Would you go through the records below and copy each line with the string "Target"?

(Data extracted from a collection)
────────────────

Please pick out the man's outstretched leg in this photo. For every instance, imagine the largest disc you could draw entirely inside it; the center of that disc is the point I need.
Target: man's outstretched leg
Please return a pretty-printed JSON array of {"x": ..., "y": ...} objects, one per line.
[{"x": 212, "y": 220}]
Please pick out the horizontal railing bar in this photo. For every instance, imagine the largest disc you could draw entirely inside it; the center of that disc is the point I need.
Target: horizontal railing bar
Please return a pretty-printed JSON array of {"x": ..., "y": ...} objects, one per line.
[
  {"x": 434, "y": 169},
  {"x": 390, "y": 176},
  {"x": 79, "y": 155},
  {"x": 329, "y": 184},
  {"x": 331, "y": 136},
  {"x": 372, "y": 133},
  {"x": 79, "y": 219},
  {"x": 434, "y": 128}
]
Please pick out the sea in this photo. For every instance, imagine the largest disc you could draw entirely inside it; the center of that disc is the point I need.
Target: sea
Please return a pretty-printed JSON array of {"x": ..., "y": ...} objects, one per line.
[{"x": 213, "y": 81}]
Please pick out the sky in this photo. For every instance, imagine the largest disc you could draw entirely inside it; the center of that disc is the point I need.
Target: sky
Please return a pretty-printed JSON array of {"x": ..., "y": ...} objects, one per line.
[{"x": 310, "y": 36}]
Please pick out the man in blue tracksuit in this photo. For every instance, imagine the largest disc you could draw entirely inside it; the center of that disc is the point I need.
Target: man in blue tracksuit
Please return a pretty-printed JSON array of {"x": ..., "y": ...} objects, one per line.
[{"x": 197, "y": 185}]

────────────────

> **Reply to the exercise**:
Target: man's outstretched leg
Target: horizontal railing bar
Target: sea
Target: sky
Target: man in blue tracksuit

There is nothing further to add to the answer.